Provided text
## BEGIN

Again, if they changed this, that's a good thing.  All I can offer is what I was told.  It would be a two class system because you'd have permanent residents and timeshare owners.  Residents, due to familiarity if nothing else, would enjoy a disproportionate allocation of resources.



			
				ZCar said:
			
		

> The 13 week purchases are for Marriott Grand Residences. Only 3 or 4 of those.


We specifically asked about quarter shares on the ocean facing sides.  Again, they said they would be residences... not timeshare.



			
				ZCar said:
			
		

> Your answer: "Few understand the ramifications of this. The owners lose when the property does this. ... " I think you are searching for a problem that doesn't exist.


This from someone who paints the lack of a decent kitchen as a positive attribute. ;-)  The smaller the inventory pool, the quicker they will sell out on "reservation day".  It becomes increasingly probable for an early caller from group "A" to be out in the cold while there is still open inventory in group "B".  Faced with the choice of a lower floor or nothing, our caller would probably chose the lower floor.  The larger the inventory pool, the more fair the system is.  First come, first served.  It's a math thing.  It's kind of hard to explain it without writing a book.



			
				ZCar said:
			
		

> We paid more for the Penthouse at Ko'Olina and very glad we did. Marketing for profit or not, it's a good way for those that always want a certain level of view to guarantee it. Gee, two classes of ownership.


Condo type doesn't create the classes.  It's the amount of time you are there.  Someone who stays all winter or more will develop relationships and recognition from the staff and get far better service and a disproportionate share of the resources than someone in the most expensive unit for one week.  



			
				ZCar said:
			
		

> Your misunderstanding must come from your interpretation of Fixed Week, Fixed Villa.


Your assumptions about me are incorrect.  I am neither lacking in understanding or interpreting what I was told.  I am simply repeating what I was told.  If things have changed... that's simply wonderful.



			
				ZCar said:
			
		

> For those on the West Coast that didn't bother waking up at 5AM, yeah, they're bummed. For the rest of us, no problem".
> And thanks to you ...You made my point.


In the end, all timeshares run out.  The point was a slow computer wouldn't cause someone not to get a reservation at the WKORV... at least not this year.


----------



## daventrina (Jul 13, 2006)

KOR5Star said:
			
		

> I'm saying timeshare owners IN GENERAL would be dissappointed with a lack luster kitchen and the need to schlep their clothes down to a laundry room... then babysit the machines.


Not to say that a nice kitachen would not be an advantage, the issue we had with the kitchen was not so much that is wasn't fit for a chef. It would be nice if there was a larger fridge. But what is really missing (and we asked for the issue to be corrected) was that, unlike EVR, you couldn't call housekeeping and have them get you a wok, electric grill, or electric fry pan.

## END

Set of tasks
1. Reproduce the timeshare thread from "In the end, all" down to "babysit the machines.".
2. In the timeshare thread, which items does the final post say housekeeping could not be called to bring, unlike at EVR?
3. In the timeshare thread, what were the posters told the quarter shares on the ocean facing sides would be?

Provided records
## BEGIN

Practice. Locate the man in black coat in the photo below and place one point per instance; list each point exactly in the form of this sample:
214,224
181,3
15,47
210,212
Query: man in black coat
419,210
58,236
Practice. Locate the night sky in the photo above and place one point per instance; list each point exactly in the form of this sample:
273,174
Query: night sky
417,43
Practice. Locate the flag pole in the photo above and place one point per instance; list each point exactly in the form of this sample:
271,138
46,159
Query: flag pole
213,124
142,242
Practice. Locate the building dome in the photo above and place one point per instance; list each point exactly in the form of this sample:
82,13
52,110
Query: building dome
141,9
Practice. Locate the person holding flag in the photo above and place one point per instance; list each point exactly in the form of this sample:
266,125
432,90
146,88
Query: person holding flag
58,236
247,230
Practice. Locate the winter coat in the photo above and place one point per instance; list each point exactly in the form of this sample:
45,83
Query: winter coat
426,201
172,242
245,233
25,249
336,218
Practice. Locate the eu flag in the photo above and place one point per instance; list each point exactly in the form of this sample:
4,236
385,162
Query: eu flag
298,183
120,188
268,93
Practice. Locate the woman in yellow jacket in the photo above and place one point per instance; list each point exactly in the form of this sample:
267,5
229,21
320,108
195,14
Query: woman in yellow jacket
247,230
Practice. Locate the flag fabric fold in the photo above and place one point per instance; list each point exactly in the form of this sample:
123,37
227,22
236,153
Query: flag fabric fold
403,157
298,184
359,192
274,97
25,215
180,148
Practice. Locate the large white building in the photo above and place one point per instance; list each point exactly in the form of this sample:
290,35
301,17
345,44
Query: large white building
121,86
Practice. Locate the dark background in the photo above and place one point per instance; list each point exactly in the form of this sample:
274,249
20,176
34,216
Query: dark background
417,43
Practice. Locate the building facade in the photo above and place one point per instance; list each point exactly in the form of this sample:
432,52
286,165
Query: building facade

## END

Expected outputs
1.
In the end, all timeshares run out.  The point was a slow computer wouldn't cause someone not to get a reservation at the WKORV... at least not this year.


----------



## daventrina (Jul 13, 2006)

KOR5Star said:
			
		

> I'm saying timeshare owners IN GENERAL would be dissappointed with a lack luster kitchen and the need to schlep their clothes down to a laundry room... then babysit the machines.

2. A wok, an electric grill, and an electric fry pan.

3. They were told those would be residences, not timeshare.